──────── Available records ────────

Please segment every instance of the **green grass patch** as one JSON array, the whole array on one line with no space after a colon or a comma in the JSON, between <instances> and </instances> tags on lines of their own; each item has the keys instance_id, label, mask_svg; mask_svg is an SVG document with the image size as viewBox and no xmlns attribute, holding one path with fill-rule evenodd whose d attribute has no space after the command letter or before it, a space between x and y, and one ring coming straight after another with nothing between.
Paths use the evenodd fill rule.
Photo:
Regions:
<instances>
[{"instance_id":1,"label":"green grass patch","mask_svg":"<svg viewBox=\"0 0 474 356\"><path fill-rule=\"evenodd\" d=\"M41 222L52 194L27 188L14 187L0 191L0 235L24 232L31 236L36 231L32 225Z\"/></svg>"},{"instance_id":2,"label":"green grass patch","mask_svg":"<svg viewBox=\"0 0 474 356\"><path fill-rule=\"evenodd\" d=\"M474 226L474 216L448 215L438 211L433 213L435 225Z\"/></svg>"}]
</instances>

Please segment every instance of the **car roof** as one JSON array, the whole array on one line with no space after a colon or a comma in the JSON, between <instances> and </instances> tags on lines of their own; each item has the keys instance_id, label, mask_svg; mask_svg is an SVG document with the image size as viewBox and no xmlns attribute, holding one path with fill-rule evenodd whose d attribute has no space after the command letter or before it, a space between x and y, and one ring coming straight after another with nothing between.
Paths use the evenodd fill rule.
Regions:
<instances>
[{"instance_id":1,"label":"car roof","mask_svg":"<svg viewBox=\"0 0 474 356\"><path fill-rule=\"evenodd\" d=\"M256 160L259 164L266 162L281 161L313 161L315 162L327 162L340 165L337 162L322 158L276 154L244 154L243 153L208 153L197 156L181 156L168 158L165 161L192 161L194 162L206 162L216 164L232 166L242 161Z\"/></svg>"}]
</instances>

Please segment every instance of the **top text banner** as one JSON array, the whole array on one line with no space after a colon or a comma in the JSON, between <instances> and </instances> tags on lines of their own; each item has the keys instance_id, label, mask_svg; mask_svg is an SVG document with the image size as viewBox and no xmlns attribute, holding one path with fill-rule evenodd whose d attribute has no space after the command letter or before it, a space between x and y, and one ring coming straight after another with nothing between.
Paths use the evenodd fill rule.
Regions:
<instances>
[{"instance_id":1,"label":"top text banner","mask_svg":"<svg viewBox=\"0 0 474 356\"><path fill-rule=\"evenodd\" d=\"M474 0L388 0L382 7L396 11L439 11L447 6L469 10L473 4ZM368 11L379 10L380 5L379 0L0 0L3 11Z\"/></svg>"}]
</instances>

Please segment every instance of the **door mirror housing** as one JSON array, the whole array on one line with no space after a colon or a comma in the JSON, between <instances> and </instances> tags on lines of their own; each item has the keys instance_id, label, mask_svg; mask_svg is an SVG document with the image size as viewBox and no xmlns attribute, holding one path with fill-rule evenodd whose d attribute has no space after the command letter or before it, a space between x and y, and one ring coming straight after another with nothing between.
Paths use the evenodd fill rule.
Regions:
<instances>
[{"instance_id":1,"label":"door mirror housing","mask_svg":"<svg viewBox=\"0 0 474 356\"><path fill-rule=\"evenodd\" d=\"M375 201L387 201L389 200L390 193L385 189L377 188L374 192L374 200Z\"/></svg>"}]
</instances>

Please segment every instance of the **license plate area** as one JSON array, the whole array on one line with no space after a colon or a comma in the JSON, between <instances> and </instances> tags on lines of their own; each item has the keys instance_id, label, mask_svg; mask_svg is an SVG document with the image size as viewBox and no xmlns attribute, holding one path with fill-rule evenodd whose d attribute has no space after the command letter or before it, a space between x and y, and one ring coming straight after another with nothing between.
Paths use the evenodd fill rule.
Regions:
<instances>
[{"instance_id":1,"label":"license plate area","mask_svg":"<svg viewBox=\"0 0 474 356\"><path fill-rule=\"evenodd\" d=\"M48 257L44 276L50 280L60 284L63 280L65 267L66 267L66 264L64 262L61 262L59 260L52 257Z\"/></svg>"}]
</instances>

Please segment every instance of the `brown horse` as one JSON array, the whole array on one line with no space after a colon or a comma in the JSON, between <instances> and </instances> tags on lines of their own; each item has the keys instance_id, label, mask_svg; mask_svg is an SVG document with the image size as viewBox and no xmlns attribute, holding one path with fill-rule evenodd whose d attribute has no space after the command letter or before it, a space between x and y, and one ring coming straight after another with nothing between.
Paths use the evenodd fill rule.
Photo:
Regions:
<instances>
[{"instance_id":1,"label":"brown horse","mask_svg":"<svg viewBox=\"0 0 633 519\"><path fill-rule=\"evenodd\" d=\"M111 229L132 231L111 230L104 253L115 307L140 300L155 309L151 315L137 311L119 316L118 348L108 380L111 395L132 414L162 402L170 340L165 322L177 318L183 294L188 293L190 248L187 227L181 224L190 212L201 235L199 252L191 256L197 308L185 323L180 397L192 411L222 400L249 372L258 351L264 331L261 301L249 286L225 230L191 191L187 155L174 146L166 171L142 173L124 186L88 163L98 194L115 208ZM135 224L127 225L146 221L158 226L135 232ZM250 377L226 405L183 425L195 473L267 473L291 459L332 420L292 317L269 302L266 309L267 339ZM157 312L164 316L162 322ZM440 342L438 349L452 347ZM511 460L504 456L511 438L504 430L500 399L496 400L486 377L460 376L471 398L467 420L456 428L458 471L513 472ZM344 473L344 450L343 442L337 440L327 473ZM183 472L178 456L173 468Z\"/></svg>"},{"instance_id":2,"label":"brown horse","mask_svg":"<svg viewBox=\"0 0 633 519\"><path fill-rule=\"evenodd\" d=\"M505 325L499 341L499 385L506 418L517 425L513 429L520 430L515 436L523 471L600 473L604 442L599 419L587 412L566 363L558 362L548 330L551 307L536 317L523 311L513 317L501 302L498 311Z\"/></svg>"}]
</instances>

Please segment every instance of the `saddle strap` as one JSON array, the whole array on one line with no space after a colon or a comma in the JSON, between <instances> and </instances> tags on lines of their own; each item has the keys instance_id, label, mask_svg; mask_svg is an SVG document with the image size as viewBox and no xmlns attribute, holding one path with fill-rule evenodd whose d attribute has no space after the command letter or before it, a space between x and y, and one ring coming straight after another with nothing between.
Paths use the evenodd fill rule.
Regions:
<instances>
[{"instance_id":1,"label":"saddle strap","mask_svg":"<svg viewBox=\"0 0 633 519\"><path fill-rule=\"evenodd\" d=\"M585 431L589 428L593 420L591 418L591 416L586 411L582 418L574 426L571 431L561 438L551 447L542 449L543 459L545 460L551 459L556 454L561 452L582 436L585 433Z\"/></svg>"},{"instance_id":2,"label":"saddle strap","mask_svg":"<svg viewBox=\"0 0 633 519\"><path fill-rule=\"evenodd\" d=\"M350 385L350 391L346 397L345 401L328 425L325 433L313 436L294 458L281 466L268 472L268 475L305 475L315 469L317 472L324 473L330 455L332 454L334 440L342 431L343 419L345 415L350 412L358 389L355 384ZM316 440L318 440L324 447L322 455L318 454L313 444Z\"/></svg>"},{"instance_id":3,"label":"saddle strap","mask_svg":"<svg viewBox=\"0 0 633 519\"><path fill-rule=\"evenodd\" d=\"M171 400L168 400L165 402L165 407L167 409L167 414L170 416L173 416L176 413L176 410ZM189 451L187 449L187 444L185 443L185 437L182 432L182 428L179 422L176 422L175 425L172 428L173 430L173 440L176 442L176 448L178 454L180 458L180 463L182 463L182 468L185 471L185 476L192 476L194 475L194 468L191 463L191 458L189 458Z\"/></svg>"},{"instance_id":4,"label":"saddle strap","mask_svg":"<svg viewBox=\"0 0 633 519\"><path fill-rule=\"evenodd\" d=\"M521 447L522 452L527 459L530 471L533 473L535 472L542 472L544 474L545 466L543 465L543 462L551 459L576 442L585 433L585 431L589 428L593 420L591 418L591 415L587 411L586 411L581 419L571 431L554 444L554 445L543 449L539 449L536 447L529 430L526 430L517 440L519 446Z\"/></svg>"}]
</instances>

────────

**Exercise objective:**
Count the lines in the material above that contain the string "patch", and reply with that number alone.

**Response:**
2